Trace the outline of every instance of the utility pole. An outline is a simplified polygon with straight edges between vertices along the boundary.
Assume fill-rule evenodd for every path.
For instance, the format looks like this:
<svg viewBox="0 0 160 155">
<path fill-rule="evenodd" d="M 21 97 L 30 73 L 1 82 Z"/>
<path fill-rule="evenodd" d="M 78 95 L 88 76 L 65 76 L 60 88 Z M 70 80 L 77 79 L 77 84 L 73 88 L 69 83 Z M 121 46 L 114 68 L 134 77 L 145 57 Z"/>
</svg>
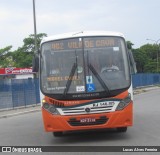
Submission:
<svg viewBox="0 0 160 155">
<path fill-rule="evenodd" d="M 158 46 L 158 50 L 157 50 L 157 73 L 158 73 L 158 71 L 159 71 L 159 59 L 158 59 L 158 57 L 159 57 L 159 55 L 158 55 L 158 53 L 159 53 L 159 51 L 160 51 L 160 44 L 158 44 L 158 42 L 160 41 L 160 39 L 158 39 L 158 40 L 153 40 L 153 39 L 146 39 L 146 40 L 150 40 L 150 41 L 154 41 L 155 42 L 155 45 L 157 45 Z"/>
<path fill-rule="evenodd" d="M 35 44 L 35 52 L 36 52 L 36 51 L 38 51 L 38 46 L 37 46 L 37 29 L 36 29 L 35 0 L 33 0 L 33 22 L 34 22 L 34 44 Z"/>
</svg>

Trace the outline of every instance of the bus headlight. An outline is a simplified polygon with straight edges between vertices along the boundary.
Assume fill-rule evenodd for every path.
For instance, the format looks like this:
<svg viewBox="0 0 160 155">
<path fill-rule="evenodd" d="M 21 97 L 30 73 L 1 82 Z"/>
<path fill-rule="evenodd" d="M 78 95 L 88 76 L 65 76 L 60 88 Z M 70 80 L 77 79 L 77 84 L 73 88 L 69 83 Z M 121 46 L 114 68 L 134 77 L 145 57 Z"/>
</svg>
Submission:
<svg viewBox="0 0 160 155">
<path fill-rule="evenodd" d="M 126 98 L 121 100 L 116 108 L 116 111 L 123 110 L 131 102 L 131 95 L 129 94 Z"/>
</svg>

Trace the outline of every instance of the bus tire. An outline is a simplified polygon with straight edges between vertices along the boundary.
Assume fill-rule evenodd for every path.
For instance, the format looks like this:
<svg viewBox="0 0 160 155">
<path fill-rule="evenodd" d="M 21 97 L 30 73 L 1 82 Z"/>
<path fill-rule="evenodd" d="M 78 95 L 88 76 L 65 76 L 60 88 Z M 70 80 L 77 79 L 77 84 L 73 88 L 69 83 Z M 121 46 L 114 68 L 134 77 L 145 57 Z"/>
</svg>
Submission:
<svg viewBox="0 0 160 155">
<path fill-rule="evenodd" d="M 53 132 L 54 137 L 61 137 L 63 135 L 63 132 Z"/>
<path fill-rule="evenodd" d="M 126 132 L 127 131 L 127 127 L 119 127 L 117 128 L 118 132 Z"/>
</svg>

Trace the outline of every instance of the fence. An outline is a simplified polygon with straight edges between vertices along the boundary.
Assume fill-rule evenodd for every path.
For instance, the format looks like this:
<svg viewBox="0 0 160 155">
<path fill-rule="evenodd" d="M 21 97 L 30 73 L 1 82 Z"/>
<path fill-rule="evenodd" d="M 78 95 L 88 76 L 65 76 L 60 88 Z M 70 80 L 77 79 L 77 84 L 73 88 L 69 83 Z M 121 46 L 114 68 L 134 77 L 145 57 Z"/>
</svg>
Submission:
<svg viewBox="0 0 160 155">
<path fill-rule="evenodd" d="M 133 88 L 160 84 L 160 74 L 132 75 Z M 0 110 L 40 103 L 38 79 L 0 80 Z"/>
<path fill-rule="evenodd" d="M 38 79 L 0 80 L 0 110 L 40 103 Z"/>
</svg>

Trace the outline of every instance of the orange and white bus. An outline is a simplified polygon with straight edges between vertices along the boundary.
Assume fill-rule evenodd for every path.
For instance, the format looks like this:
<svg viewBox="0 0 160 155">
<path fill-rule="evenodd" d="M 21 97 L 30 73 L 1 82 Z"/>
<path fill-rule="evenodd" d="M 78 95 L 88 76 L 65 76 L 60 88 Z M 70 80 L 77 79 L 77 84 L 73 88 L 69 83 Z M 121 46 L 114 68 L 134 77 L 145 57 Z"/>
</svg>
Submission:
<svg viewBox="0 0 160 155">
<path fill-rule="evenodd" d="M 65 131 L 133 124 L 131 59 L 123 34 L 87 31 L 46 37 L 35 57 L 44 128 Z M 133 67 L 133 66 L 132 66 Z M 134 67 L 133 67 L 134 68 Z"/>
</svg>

###

- _Stated task_
Reproduce the listing from the line containing "Trace the outline of every instance of the orange" through the end of the listing, replacing "vertices" with "corner points" and leaving everything else unchanged.

- _Solution to the exercise_
Trace the outline of every instance of the orange and white bus. An outline is a simplified polygon with straight edges between corner points along the boundary.
Assume fill-rule evenodd for every path.
For instance, the format looks like this:
<svg viewBox="0 0 160 155">
<path fill-rule="evenodd" d="M 21 97 L 30 73 L 1 82 Z"/>
<path fill-rule="evenodd" d="M 78 95 L 88 76 L 65 76 L 60 88 Z M 70 80 L 77 79 L 77 84 L 73 88 L 69 83 Z M 121 46 L 114 68 L 134 77 L 145 57 Z"/>
</svg>
Submission:
<svg viewBox="0 0 160 155">
<path fill-rule="evenodd" d="M 65 131 L 133 124 L 131 59 L 123 34 L 87 31 L 46 37 L 35 57 L 44 128 Z M 133 67 L 133 66 L 132 66 Z M 134 67 L 133 67 L 134 68 Z"/>
</svg>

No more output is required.